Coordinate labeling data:
● ● ● ● ● ● ●
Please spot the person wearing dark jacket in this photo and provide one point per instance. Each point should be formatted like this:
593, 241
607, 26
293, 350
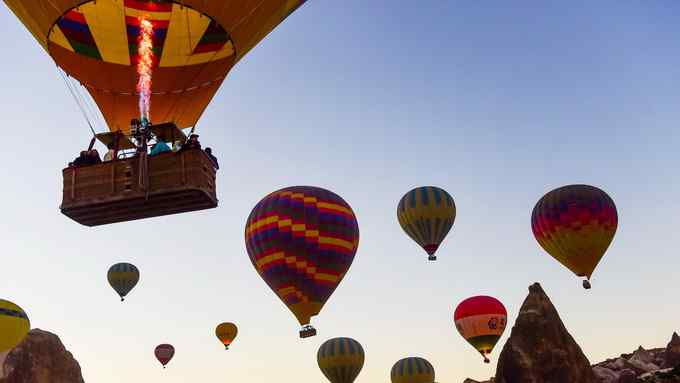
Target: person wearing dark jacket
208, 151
● ● ● ● ● ● ●
TASK STATEMENT: Reproduce every line of the records above word for word, leaving out the pictures.

THE RESULT:
Please spot the person wearing dark jacket in this photo and provide one point per instance. Each point should be formatted like this:
593, 241
607, 26
293, 350
Target: person wearing dark jacket
208, 151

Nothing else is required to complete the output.